* To do:
Answer these from the book page:
(a) Whom does the sheriff, Jake Hale, ask for help?
(b) In what year was the second, expanded edition of One Hundred Years of Marriage released?
(c) Where does Smith live?

* Provided passage:
****************

About the Book
Award Finalist: 2017 Best Book Awards, Fiction: Short Story
Sponsored by AmericanBookFest
When you step off the train in Cadillac, Oklahoma, you'll wade through currents of hilarity and romance where the sheriff is in love with the wife of a prominent lawyer, and the banker's widow and a Las Vegas sex worker team up to beautify Cadillac. Not until a young female reporter cracks open the self-satisfied surface of the town is the folly, anger, and pain revealed. The resentments of tree-huggers, storeowners, and the town fathers ignite over a proposal to create a New England-style town green in this water-starved former Dust Bowl town.
Citizens who don't care about town politics, deal with domestic abuse, religious rivalry and stale marriages. The sheriff, Jake Hale, seeks help from a retired lawyer, Sloane Willard, in an effort to save the life of a teenage girl accused of murdering the father who raped her.
The town's guiding forces of rule following, religion, and guns unite as a praying mass of church-goers overwhelm Jake's attempt to manage an out-of-control hostage situation at Cadillac's Youth Detention Center.
Before you get back on the train, you will have grown to love these people and their thirst for love, beauty, water and justice.
About the Author:
LOUISE FARMER SMITH, descendent of dugout-dwellers and chip-gatherers, draws from wells deep in Oklahoma's past as well as from high rises in New York and back rooms on Capitol Hill. Potomac Review, Antietam Review and Glimmer Train have all awarded Smith. Crosstimbers nominated Voice of Experience, a story in Cadillac, Oklahoma, for a 2014 Pushcart Prize. Bellevue Literary Review nominated, "Return to Lincoln," a story in her novel, One Hundred Years of Marriage, for a 2005 Pushcart Prize.
Smith's work has been supported by The Ragdale Foundation and by the Virginia Center for the Creative Arts. She was a 2005 Bread Loaf fellow. Most recently Smith was short listed for the Rubery Book Award, UK.
Smith grew up in Norman, Oklahoma, graduated from Norman High, received a BA in Letters from Oklahoma University and two masters degrees from Yale and Goddard. She has worked as a high school and college English teacher, trained as a family therapist, and served on a U.S. Congressman's staff. She lives on Capitol Hill in Washington, DC.
Smith is the author of the novel, One Hundred Years of Marriage, published by Upper Hand Press in 2014 and, released in its second, expanded edition in 2016.
In 2017, Upper Hand Press will publish Smith's The Woman Without a Voice, a memoir of her family's pioneering into Oklahoma Territory at the end of the 19th Century. Based on family documents and photographs the focus is on the story of the women in the family who had no choice but to follow their husbands into a treeless wilderness.

****************

* Data records:

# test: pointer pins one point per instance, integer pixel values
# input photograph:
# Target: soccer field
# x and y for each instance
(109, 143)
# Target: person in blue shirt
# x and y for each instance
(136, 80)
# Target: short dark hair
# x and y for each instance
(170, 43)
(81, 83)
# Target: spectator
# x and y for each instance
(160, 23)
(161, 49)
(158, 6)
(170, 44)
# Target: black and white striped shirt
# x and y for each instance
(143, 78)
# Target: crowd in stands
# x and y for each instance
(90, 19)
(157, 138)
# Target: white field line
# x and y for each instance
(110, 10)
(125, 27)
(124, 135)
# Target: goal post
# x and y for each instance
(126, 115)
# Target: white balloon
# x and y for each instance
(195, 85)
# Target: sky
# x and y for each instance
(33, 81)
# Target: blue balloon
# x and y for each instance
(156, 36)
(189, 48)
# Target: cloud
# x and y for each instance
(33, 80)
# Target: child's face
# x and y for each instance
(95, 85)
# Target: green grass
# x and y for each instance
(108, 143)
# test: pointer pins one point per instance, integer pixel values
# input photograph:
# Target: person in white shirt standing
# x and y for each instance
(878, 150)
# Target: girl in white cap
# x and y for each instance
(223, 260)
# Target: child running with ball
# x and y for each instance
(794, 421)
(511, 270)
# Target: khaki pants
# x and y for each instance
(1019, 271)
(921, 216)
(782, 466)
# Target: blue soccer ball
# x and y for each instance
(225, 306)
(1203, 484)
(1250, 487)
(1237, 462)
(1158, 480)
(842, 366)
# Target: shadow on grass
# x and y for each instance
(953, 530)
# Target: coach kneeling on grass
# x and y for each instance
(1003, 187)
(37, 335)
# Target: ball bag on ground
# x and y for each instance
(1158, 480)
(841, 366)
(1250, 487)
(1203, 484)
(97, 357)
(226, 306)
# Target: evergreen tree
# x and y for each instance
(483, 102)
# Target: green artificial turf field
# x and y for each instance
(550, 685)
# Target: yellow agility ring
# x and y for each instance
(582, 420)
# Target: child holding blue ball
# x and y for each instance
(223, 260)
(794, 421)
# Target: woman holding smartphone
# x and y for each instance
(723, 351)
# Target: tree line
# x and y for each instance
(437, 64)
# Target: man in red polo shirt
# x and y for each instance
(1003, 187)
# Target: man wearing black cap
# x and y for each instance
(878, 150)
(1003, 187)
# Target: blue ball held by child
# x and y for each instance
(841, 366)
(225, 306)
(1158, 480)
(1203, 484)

****************

* Written solution:
(a) A retired lawyer, Sloane Willard.
(b) 2016.
(c) On Capitol Hill in Washington, DC.